Problem -
Rewrite the material from the line containing "Hi there — if you don't mind, please find the slim" through the end, changing every "pipeline" to "workflow" and leaving all else as it is.

** Start Source data **

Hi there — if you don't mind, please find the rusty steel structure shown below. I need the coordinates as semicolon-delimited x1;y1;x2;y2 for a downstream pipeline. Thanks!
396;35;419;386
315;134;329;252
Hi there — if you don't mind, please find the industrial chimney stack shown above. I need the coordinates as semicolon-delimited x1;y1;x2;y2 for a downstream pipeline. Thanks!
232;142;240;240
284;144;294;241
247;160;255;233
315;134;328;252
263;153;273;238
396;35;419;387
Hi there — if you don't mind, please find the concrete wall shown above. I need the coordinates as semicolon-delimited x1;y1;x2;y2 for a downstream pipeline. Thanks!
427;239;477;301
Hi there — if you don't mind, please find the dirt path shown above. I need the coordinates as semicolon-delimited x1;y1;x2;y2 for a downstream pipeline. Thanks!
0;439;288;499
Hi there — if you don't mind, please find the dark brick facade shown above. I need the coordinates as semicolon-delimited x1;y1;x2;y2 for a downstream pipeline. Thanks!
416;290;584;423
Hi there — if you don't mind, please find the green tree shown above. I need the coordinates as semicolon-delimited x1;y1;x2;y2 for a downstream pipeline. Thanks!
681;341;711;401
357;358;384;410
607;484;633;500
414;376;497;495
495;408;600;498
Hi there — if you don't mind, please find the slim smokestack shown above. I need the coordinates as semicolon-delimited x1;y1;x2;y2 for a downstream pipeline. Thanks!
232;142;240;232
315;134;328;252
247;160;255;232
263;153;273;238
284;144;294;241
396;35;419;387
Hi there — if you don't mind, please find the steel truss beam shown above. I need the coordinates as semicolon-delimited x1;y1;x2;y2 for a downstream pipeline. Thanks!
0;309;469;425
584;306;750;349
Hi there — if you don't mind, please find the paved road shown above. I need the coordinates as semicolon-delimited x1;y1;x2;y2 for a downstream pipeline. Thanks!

** End Source data **

Task solution -
Hi there — if you don't mind, please find the slim smokestack shown above. I need the coordinates as semicolon-delimited x1;y1;x2;y2 for a downstream workflow. Thanks!
232;142;240;232
315;134;328;252
247;160;255;232
263;153;273;238
284;144;294;241
396;35;419;387
Hi there — if you don't mind, please find the steel truss beam shown above. I need the coordinates as semicolon-delimited x1;y1;x2;y2 for a downstream workflow. Thanks!
0;309;469;425
584;306;750;349
Hi there — if you don't mind, please find the paved road shown above. I need the coordinates as semicolon-delimited x1;y1;x2;y2 for a downstream workflow. Thanks!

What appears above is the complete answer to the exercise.